Her book, Sweet, is filled with ideas for gifts and for that personal enjoyment. The cover, as you can see, is black and gold. And this book is just that, gold. Well, more exactly, it is the perfect goldilocks book. You remember the fairy tale? Some things were not quite enough, some were too much, and then there was the one thing that was just right.
Sweet is the just right baking book for you. That makes it an important book for you to consider. Baking books come in three categories:
- The good but low key type where the “high end” dessert is an exotic brownie
- The exceptional but high end book, typically by someone from Paris, whose creations are astonishing and quite beyond your reach [and mine]
- The rare but wonderful goldilocks book, one that will raise your skills and let you succeed in fashioning something exceptional.
Sweet is just that book. Valerie begins with a series of her historic recreations, dessert recipes from now shuttered institutions that offered American baking classics. That smaller picture above is for one of the gem recipes in Sweet: Blum’s Coffee Crunch Cake. A chiffon cake — like angel food but made with oil, an historical marker on its own — is layered and frosted with coffee whipped cream. The ensemble is then studded with fragments of coffee crunch candy. The cake is legendary. And you have to make it and then eat it. Right now.
The Blum’s cake is one of the first recipes in Sweet. The last recipe in the book is Tangerine Sour Cream Pound Cake, one of Valerie’s creations, not yet listed as historic but perhaps destined to be. In between the first and last recipes, the book is divided into sections for celebration desserts like Blum’s, every day cakes, pies and tarts, chocolates and confections, spoon able desserts, cookies and bars, and jams and marmalades.
While my first tendency would be to call this a baking book, that would be wrong. Those candy and jam chapters make this a comprehensive dessert resource. Brownies are included here, I should acknowledge, but why would you settle for mere browniedom when you can select from seriously wonderful concepts like:
- Apple and Caramel Aged Gouda Crostata
- Apricot Basil cream Galettes
- Blueberry Vanilla Cream Hand Pies
- Bullocks Wilshire Coconut Cream Pie
- Chasen’s Banana Shortcake
- Cucumber Lime and Mint Sorbet
- Single Malt Scotch Truffles
- White Nectarine and Lemon Verbena Jam
Sweet has been published in an over-sized format which makes the full page photos by Peden + Munk even more gallantly compelling. There is a Hazelnut Cake covered in shiny dark chocolate ganache that seems ready to ooze out of the page and onto my waiting fingertips. It makes me want to say, “Suzen, there’s something I have to show you.” I can pretty much assume that the picture will convince my wife this must be the dessert for our next dinner party.
Although, I should counter myself, Nora Ephron has called that Blum’s Cake the “greatest cake in history.” That may be the one modest drawback to Sweet: where do you begin? The answer is that with this book, any page you select is a gateway to success and enjoyment. Extravagant enjoyment.
Sweet is a book that will entertain and educate you. It was written for you, the typical cook. You don’t have to be a Parisian trained pastry chef to use this book. But you’ll have fantasies of being one.
If you happen to walk by a copy of Southern Italian Desserts, I challenge you to keep on moving. Yeah, don’t stop. Just ignore that cover. Go on, take the next step. No, wait. Oh.
If you are human, if you are a foodie, then that cover is going to make you pause. It certainly did me. A pastry top, sugar, pistachios, and something deeply red inside. What, I asked myself, is this?

**Tasks to complete:**
1 > List the eight desserts that the review of Sweet gives in its bulleted list of recipes.
2 > Swap "marker" for "pin" in the records, starting with their first line and going on through the line with "(1099, 310)". Give only those lines, with nothing else changed.
The book review and the records that follow it were taken from unrelated sources.

**Input for this task:**

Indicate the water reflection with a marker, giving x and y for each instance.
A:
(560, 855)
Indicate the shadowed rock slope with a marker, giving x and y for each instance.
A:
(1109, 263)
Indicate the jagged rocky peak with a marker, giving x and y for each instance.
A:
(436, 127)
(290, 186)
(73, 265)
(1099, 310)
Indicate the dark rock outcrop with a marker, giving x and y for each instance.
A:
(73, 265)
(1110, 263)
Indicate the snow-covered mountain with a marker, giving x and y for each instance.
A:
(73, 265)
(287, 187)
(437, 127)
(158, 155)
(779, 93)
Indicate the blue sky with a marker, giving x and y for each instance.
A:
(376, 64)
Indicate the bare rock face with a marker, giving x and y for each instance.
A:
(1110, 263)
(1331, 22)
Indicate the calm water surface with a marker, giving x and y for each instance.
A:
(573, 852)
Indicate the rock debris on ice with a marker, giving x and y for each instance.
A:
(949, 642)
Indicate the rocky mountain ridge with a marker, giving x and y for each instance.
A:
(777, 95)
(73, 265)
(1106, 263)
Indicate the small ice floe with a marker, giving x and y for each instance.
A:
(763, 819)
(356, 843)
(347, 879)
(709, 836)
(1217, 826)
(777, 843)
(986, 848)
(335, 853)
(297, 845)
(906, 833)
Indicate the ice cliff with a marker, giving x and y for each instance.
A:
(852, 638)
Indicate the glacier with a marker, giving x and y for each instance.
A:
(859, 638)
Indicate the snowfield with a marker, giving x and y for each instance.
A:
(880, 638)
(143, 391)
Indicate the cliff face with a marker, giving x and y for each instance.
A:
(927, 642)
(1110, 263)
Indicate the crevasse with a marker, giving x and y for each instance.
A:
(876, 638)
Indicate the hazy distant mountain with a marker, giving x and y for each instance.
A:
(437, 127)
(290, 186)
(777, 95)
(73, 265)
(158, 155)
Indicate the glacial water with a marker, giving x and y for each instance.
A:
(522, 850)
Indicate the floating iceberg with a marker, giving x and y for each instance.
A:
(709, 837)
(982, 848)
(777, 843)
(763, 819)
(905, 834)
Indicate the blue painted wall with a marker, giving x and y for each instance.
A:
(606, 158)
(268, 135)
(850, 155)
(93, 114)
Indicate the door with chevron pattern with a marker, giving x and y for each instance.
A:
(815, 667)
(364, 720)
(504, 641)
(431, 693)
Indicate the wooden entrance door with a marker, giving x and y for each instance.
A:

**Worked solutions:**
1 >
- Apple and Caramel Aged Gouda Crostata
- Apricot Basil cream Galettes
- Blueberry Vanilla Cream Hand Pies
- Bullocks Wilshire Coconut Cream Pie
- Chasen’s Banana Shortcake
- Cucumber Lime and Mint Sorbet
- Single Malt Scotch Truffles
- White Nectarine and Lemon Verbena Jam

2 >
Indicate the water reflection with a pin, giving x and y for each instance.
A:
(560, 855)
Indicate the shadowed rock slope with a pin, giving x and y for each instance.
A:
(1109, 263)
Indicate the jagged rocky peak with a pin, giving x and y for each instance.
A:
(436, 127)
(290, 186)
(73, 265)
(1099, 310)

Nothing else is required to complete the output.